== Required action ==
Across these entries, work out how many lines carry the string "below", and give only that number.

== Given records ==

= = = = =

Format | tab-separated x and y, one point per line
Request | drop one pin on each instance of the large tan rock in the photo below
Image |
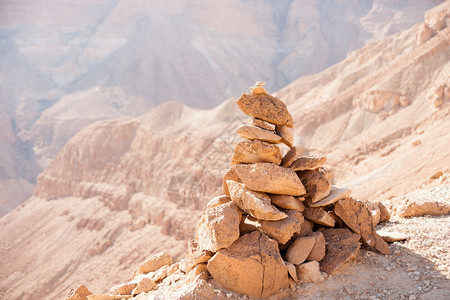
260	123
79	293
336	194
218	227
342	245
286	135
270	178
145	285
308	162
318	250
310	272
229	175
155	262
317	183
291	155
288	202
194	256
216	201
255	133
300	249
265	107
252	266
283	230
249	152
319	216
358	217
254	203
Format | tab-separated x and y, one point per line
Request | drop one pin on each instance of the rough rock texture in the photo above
254	203
229	175
286	135
288	202
317	183
270	178
308	162
265	107
318	250
310	272
155	262
319	216
336	194
249	152
252	266
218	227
78	293
342	245
358	217
260	123
291	155
300	249
283	230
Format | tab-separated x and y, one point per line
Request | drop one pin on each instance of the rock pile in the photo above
279	221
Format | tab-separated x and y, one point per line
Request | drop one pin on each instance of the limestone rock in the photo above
265	107
107	297
249	152
310	272
123	289
270	178
318	250
144	286
154	263
254	203
358	217
252	266
229	175
255	133
317	183
283	230
300	249
307	228
291	270
216	201
194	255
319	216
341	246
385	215
391	237
79	293
308	162
287	202
218	227
286	135
421	207
291	155
260	123
336	194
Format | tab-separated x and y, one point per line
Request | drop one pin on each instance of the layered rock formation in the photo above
249	245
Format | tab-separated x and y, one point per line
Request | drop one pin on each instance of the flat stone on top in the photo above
251	133
270	178
265	107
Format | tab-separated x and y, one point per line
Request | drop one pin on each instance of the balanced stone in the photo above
252	266
270	178
254	203
249	152
308	162
265	107
255	133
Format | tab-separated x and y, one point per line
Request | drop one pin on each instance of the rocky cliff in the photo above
124	188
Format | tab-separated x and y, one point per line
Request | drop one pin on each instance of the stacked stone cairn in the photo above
280	220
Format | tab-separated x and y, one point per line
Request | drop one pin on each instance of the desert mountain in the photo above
123	189
57	58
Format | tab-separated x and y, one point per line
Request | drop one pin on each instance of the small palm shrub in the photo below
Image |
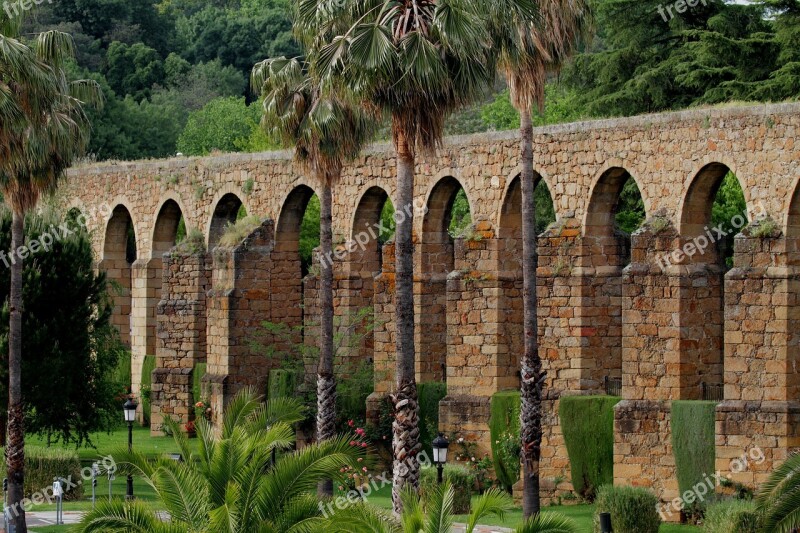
778	499
737	516
461	479
231	485
633	509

= = = = =

== Reply to the exercise ==
2